The PhD in Health & Behavioral Sciences (HBS) prepares students to be leaders in the interdisciplinary field of population health. Our program draws on theories and methods from the social, behavioral, and health sciences, to understand health, health behaviors, and health care. A few recent research topics in our program include the AIDS epidemic, the social contexts of medical care, the diffusion of health behaviors through social networks, the ethics of health care, biases that shape decision making, the mechanisms that link social conditions to biological health, and the determinants of health disparities. Graduates from our program are leaders in analyzing the conditions that give rise to the inequitable distribution of health within and across populations.



Our faculty have expertise in fields including medical anthropology, health psychology, medical sociology, demography, gerontology, health disparities, social epidemiology, community health, using new technologies to promote health, and social networks. Our research crosses disciplinary lines as we use a range of quantitative and qualitative methods to answer critical population health questions. For example, these are just a few recent research projects by our faculty: Why men in sub-Saharan Africa are less likely to have HIV but more likely to die from it. How we can exploit cognitive biases to nudge individuals into healthier behaviors including hand washing and influenza vaccination. How health care systems may generate or exacerbate health disparities. The number of lives we could save if all adults in the U.S. had at least a high school degree. How race and physical functioning intersect to shape participation in the labor force among older adults. Whether cardiovascular reactivity and recovery from acute stress explain socioeconomic status disparities in cardiovascular health. Preferences for punishing norm violators or compensating victims in Papua New Guinea How older siblings of Mexican-origin young women in immigrant families may protect younger sisters from risky sexual behaviors. Whether text message based interventions have long-term benefits on adolescent sexual health behaviors. How social context may shape network based interventions that target adolescent smoking behavior. For more information please see our faculty pages.

Collection entries:
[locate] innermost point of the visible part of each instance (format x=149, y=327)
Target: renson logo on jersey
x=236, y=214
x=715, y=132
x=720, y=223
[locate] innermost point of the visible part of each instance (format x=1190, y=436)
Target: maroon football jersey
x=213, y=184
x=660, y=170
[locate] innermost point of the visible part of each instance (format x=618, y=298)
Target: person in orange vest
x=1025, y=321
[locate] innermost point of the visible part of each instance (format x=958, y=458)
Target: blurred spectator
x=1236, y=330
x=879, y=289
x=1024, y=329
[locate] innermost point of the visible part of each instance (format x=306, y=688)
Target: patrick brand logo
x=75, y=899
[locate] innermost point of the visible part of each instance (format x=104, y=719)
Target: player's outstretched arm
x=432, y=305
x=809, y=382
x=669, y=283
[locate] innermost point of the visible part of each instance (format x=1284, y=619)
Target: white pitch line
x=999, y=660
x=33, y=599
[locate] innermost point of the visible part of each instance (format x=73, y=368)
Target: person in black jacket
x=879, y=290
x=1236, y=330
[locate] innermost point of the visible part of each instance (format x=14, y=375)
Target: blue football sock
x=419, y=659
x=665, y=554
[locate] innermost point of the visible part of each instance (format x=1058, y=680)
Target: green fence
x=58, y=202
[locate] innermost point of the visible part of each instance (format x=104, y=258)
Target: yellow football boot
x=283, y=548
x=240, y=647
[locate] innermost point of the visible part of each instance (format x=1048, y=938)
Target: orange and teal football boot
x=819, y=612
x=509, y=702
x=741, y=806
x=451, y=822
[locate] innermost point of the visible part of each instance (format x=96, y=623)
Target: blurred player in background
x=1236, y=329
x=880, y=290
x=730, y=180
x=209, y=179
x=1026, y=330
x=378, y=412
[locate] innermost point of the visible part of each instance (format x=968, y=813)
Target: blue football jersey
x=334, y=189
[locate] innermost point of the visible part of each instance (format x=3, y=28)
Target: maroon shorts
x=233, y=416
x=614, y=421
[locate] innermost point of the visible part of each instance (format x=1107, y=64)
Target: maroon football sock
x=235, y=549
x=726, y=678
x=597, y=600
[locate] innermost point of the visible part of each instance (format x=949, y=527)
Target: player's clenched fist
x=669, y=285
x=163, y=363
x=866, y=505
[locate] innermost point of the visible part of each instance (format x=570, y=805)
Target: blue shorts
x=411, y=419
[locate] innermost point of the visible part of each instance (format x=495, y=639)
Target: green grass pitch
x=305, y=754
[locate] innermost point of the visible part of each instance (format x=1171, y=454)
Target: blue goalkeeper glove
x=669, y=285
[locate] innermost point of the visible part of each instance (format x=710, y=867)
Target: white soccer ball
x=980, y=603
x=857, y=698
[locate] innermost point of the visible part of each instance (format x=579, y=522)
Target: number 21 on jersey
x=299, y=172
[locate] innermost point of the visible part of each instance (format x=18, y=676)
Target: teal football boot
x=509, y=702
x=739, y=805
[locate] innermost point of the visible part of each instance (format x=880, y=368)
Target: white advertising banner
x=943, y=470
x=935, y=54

● List of tasks:
A: According to the HBS program description, what does the PhD prepare students to be?
B: Condense the paragraph of the HBS program description that begins "The PhD in Health & Behavioral Sciences (HBS)" into a shorter version that keeps its main facts.
C: Carry the HBS program description forward from its final sentence with a few more sentences.
These records have no connection to the program description.

● Responses in order:
A: Leaders in the interdisciplinary field of population health.

B: The HBS PhD trains leaders in population health, drawing on social, behavioral, and health science theories and methods to study health, health behaviors, and health care. Recent research topics include the AIDS epidemic, the social contexts of medical care, the spread of health behaviors through social networks, health care ethics, decision-making biases, links between social conditions and biological health, and the determinants of health disparities. Graduates lead in analyzing why health is distributed inequitably within and across populations.

C:
We welcome students who have training and work experience in diverse fields. In recent years, we have accepted students with training in fields including anthropology, community health, engineering, geography, nutrition, physiology, policy, psychology, public health, sociology, social work, and health professions including medicine, nursing, and physician assistants. The faculty consider multiple factors when evaluating applications: A well written statement that describes your research experience and interests is essential for evaluating your fit with our program. Please contact us at so we can explore how your interests fit with our program. Strong scores on the GRE and high grades in your prior studies are important indicators of your academic aptitude and preparation. Strong letters of recommendation from people who can speak to your potential for success in our PhD program provide additional background on your academic aptitude and preparation.


Students are admitted for the fall semester, whereupon they spend two years taking required courses within a cohort of fellow students. The coursework focuses on social and behavioral theory, research design, statistics, qualitative methods, and the social determinants of population health. After coursework, students usually spend one to two years preparing a proposal for their dissertation research with mentorship from their dissertation committees. After successfully defending a prospectus, students typically take one to two years to finish their dissertations, also with mentorship from their committees. Students who work full-time on their studies usually finish the program in four to six years. Throughout the program we encourage students to pursue mentored research with faculty, and independent research on their dissertations and other projects. 


The program typically pays tuition for required coursework, and provides funding to support mentored research with faculty and for students who teach for the department.  Other funding opportunities (e.g., undergraduate advising, work with faculty on grants) sometimes become available. The department, college, and university also have small grants available to support conference travel or other professional development. We also work with interested students to develop grants to support dissertation research.